Improves readd performance significantly
Elasticsearch compresses the _source field to reduce disk overhead

Disadvantages:

Not ideal for frequently updated data
Modifying a single value (like a username) may require updating numerous documents

Handling Relationships in Elasticsearch

Relational databases favor normalization, while Elasticsearch typically works better with denormalized data:

Faster read operations
No table joins required
No row-level locks needed

Elasticsearch doesn't handle relationships efficiently by default. Four common approaches exist:

Object types
Nested objects
Parent/child relationships
Application-level joins

Example 1: Blog Posts with Author Information

Object Type Approach:

Store author details directly within each blog document. If author information changes, update all related blog documents.

DELETE blog

PUT /blog
{
  "mappings": {
    "properties": {
      "content": {
        "type": "text"
      },
      "posted_at": {
        "type": "date"
      },
      "author": {
        "properties": {
          "location": {
            "type": "text"
          },
          "author_id": {
            "type": "long"
          },
          "display_name": {
            "type": "keyword"
          }
        }
      }
    }
  }
}

PUT blog/_doc/1
{
  "content": "I like Elasticsearch",
  "posted_at": "2019-01-01T00:00:00",
  "author": {
    "author_id": 1,
    "display_name": "Jack",
    "location": "Shanghai"
^^^^^^^^^^^^^^^^
■ **Short task 1**:
Express each line of the stored dataset rows below as a string in a JSON list, one string per line, skipping blank lines. Leave the pictures out.

■ **Stored dataset items**:
^^^^^^^^^^^^^^^^
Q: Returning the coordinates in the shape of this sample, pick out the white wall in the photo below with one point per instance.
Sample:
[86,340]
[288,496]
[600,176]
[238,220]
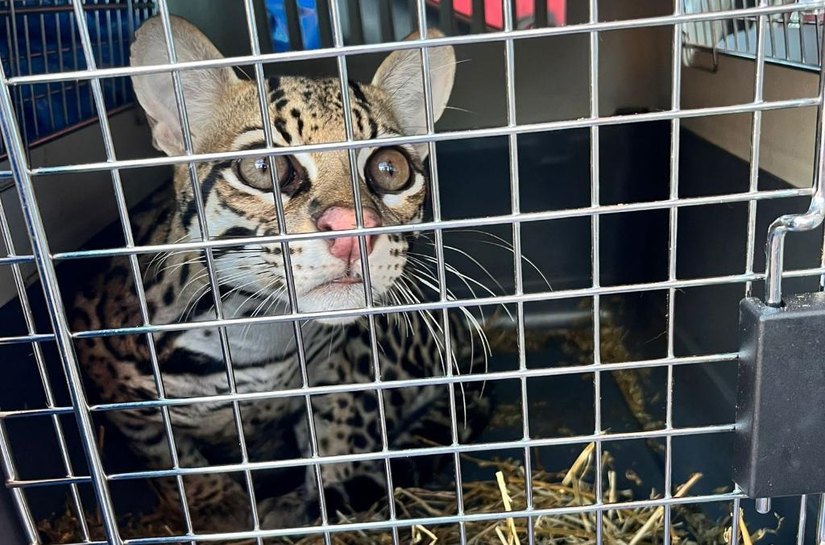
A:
[787,141]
^^^^^^^^^^^^^^^^
■ **Short task 2**:
Reproduce the Elasticsearch passage starting at "Example 1: Blog" and ending at "related blog documents.", changing "Object Type Approach" to "Embedded Object Approach".

■ **Correct response 1**:
[
  "Q: Returning the coordinates in the shape of this sample, pick out the white wall in the photo below with one point per instance.",
  "Sample:",
  "[86,340]",
  "[288,496]",
  "[600,176]",
  "[238,220]",
  "A:",
  "[787,141]"
]

■ **Correct response 2**:
Example 1: Blog Posts with Author Information

Embedded Object Approach:

Store author details directly within each blog document. If author information changes, update all related blog documents.